EXTRAIT FOURNI:

-.-.-

L'industrie européenne des semi-conducteurs connaît d'importantes difficultés alors que les fabricants japonais dominent de façon grandissante le marché. En 1990, Philips se plaçait à la neuvième place des fabricants mondiaux de ce type de composants et SGS Thomson, à la douzième place avec 3% du marché et un chiffre d'affaires de 800 millions de dollars.
Il est nécessaire, pour que les fabricants européens de récepteurs de télévision soient compétitifs, qu'ils disposent en Europe d'un approvisionnement en semi-conducteurs qui soit sûr et le moins coûteux possible. A l'inverse, un programme européen de TVHD est la garantie de débouchés importants pour les fabricants de semi-conducteurs.

-.-.-

ENTRÉES FOURNIES:

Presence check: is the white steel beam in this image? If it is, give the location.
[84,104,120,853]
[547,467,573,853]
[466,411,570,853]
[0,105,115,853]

-.-.-

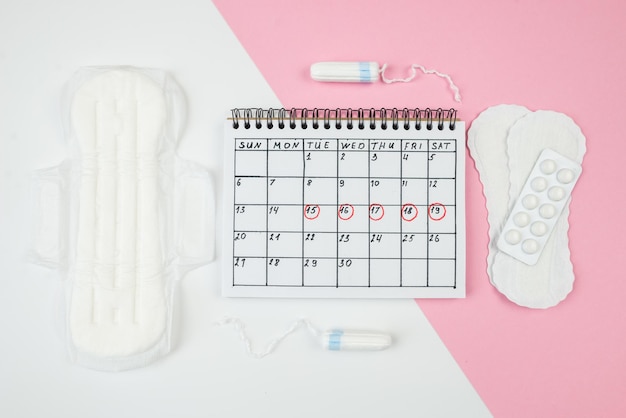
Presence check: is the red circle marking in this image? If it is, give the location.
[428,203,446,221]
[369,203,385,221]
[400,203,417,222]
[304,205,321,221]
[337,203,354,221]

-.-.-

TRAVAIL À FAIRE: Recopiez fidèlement le passage de l'extrait sur l'industrie européenne des semi-conducteurs qui débute aux mots « L'industrie européenne des » et se termine après « millions de dollars. ». Les entrées ne sont d'aucune utilité pour cet exercice.

EXERCICE CORRIGÉ:
L'industrie européenne des semi-conducteurs connaît d'importantes difficultés alors que les fabricants japonais dominent de façon grandissante le marché. En 1990, Philips se plaçait à la neuvième place des fabricants mondiaux de ce type de composants et SGS Thomson, à la douzième place avec 3% du marché et un chiffre d'affaires de 800 millions de dollars.